→ PROBLEM DESCRIPTION
Reproduce word for word the stretch from "It has been" through "not be feasible." in the job-search article below.

→ DOCUMENT TEXT
I Just Need a Job

I’ve worked with hundreds of clients, this year alone, and at some point throughout our interaction I am guaranteed to hear these five words, I – Just – Need – A – Job. CFO’s willing to work as Accounting Clerks, Operations Managers applying for Customer Service Representative positions and Owners closing up shop to take the first thing that comes their way. With the unemployment rate at 7.9 percent (U.S. Bureau of Labor Statistics) and gas prices soaring to an all time high (Gasbuddy), who can’t relate to the anxiety, frustration, and in many cases hopelessness a job-seeker is experiencing?

It has been said, for every $10,000 in annual salary your search will take a month. We must realize then, for the job-seeker averaging $120,000 per year, he could be facing one year of unemployment!” With the average American family’s net worth plummeting almost 40% between 2007 and 2010, living on savings and UI Benefits may not be feasible.

So, where should a job-seeker begin?

→ SUPPLIED DATA
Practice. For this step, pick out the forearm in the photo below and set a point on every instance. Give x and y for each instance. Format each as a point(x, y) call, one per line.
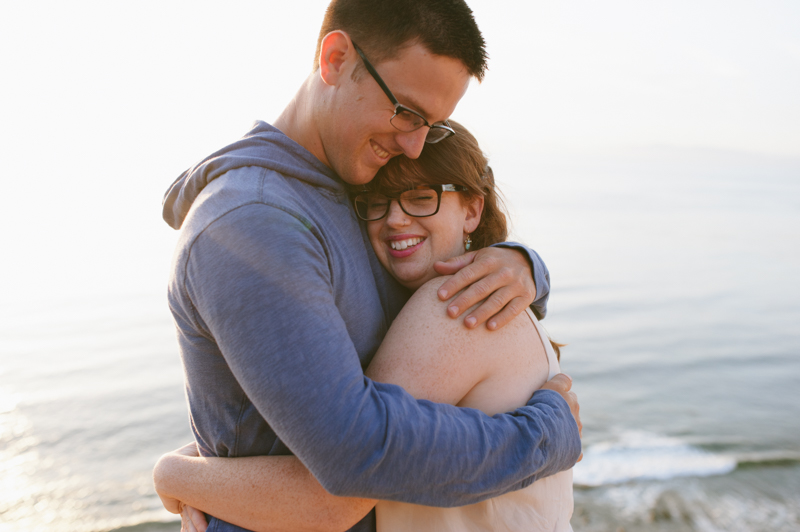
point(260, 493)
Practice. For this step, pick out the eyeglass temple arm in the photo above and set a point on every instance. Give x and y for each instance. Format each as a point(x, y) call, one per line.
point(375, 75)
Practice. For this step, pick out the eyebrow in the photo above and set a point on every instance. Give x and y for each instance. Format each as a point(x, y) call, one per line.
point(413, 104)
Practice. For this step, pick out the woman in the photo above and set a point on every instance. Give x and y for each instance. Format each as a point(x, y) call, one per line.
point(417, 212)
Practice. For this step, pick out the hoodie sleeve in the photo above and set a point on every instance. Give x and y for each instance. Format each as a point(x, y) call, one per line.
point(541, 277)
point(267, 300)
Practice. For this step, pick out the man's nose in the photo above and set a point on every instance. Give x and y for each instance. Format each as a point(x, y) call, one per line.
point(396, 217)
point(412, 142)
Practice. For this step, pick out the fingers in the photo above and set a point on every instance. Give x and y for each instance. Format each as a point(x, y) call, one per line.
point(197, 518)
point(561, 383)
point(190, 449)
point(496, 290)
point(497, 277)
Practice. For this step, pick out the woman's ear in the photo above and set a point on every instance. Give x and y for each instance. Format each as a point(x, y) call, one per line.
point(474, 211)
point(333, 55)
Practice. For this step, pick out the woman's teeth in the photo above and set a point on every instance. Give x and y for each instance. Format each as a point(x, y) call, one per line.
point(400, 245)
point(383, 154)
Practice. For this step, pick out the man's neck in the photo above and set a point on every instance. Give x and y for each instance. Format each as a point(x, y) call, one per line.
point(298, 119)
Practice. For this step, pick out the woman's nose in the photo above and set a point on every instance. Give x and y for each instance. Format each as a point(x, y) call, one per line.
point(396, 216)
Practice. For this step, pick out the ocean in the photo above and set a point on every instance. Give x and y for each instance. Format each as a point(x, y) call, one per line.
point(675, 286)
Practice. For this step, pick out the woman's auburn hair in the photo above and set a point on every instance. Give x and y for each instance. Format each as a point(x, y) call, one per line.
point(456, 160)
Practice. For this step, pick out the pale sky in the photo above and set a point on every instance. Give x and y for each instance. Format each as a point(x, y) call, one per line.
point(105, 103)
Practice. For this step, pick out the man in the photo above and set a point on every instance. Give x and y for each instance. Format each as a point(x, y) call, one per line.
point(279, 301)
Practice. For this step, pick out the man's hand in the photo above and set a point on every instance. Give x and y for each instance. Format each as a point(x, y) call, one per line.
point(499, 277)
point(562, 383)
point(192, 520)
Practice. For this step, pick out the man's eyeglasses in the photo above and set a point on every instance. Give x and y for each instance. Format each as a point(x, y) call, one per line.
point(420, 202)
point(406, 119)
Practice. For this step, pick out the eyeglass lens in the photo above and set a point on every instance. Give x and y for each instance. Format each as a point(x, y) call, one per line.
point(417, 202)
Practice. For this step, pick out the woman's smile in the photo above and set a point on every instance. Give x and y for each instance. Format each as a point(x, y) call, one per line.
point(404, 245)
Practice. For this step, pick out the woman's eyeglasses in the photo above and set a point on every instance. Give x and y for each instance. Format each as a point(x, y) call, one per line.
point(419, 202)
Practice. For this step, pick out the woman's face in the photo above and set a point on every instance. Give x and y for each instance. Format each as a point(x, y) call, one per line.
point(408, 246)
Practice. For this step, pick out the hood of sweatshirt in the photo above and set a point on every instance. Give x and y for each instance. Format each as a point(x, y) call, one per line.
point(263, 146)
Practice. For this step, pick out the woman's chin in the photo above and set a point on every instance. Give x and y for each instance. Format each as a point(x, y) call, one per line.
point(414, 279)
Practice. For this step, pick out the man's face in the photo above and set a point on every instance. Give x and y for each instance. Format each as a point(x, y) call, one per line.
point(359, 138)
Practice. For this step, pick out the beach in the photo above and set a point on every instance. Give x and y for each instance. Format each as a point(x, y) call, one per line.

---

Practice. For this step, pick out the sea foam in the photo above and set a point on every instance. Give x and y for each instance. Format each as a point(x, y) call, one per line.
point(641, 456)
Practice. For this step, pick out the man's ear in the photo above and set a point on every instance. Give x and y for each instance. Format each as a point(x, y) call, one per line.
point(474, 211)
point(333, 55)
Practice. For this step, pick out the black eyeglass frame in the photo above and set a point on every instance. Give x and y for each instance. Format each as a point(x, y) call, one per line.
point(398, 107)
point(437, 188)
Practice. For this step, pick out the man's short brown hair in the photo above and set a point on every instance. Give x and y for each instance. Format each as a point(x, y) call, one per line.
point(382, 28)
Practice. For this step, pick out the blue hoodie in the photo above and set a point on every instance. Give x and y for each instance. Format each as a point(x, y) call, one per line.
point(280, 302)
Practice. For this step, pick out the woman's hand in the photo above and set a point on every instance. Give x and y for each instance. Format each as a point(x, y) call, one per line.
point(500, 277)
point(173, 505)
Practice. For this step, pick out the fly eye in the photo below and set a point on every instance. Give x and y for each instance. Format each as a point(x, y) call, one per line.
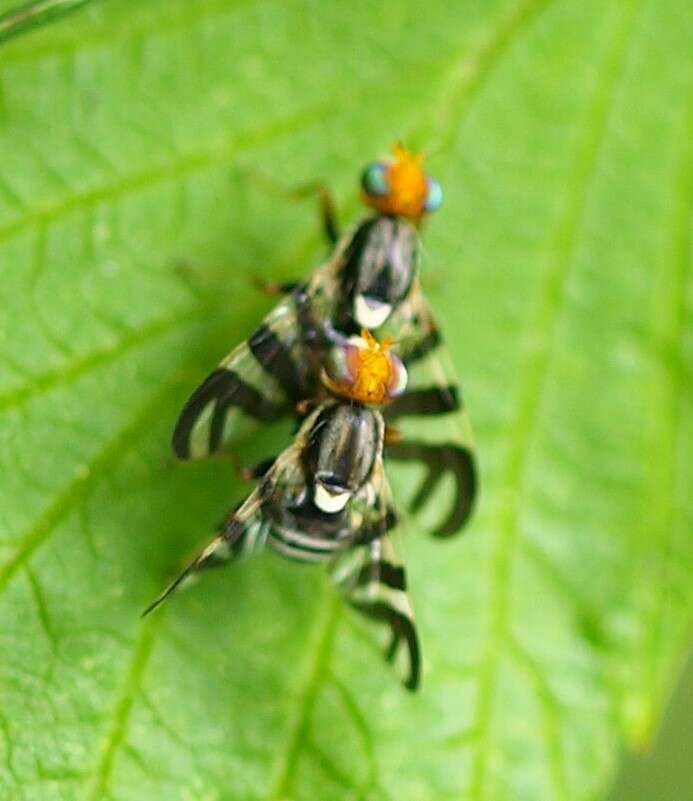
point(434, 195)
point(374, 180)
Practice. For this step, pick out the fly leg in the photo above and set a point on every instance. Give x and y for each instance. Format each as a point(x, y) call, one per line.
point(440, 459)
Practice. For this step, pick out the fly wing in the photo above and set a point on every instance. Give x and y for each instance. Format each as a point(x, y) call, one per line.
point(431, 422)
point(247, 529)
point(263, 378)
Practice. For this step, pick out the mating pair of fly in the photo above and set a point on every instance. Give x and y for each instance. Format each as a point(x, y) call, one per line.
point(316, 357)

--

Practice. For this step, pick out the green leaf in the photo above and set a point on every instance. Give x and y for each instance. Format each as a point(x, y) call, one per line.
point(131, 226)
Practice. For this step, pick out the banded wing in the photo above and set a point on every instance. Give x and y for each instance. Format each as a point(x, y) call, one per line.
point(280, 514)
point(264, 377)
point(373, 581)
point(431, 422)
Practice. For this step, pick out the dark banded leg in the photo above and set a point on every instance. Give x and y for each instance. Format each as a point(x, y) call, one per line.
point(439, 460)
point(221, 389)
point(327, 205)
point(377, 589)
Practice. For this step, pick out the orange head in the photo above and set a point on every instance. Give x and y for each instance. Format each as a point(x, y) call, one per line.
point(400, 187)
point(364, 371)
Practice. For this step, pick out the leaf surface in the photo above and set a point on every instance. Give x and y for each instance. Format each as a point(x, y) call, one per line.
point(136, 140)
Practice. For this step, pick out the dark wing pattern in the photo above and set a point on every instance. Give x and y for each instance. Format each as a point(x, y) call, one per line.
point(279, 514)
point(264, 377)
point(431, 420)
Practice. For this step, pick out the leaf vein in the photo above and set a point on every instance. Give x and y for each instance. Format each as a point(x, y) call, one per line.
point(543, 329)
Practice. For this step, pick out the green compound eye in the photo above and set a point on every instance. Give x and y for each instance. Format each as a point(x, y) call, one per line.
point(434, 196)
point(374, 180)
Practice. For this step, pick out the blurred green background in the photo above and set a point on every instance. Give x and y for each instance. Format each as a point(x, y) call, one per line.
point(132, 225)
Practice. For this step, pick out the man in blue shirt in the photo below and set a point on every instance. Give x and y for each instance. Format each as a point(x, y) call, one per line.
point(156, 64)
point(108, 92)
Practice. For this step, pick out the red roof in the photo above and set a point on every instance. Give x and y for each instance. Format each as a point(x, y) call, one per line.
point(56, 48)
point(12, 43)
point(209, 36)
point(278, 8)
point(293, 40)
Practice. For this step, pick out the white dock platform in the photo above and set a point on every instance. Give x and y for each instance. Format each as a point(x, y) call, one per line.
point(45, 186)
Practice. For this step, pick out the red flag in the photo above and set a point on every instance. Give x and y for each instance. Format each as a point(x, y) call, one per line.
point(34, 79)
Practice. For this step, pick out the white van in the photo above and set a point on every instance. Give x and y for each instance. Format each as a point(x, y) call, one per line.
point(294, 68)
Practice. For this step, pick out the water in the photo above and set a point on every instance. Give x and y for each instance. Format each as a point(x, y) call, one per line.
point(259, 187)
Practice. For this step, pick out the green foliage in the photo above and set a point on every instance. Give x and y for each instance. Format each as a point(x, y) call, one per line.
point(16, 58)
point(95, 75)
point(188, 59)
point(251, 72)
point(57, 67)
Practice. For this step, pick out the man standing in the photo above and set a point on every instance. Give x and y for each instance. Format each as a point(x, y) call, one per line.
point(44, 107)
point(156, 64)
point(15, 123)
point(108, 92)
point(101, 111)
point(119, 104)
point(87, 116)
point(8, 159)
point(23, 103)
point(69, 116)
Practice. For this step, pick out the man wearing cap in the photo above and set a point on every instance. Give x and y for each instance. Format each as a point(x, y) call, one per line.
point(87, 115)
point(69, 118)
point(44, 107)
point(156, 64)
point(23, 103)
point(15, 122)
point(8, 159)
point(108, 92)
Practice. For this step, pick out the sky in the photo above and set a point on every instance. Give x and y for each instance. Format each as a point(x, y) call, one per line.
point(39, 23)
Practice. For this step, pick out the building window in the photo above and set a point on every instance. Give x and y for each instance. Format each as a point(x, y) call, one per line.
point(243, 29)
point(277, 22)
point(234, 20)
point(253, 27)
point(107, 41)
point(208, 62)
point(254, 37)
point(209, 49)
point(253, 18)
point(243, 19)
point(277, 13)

→ ANSWER TO THIS PROBLEM
It has been said, for every $10,000 in annual salary your search will take a month. We must realize then, for the job-seeker averaging $120,000 per year, he could be facing one year of unemployment!” With the average American family’s net worth plummeting almost 40% between 2007 and 2010, living on savings and UI Benefits may not be feasible.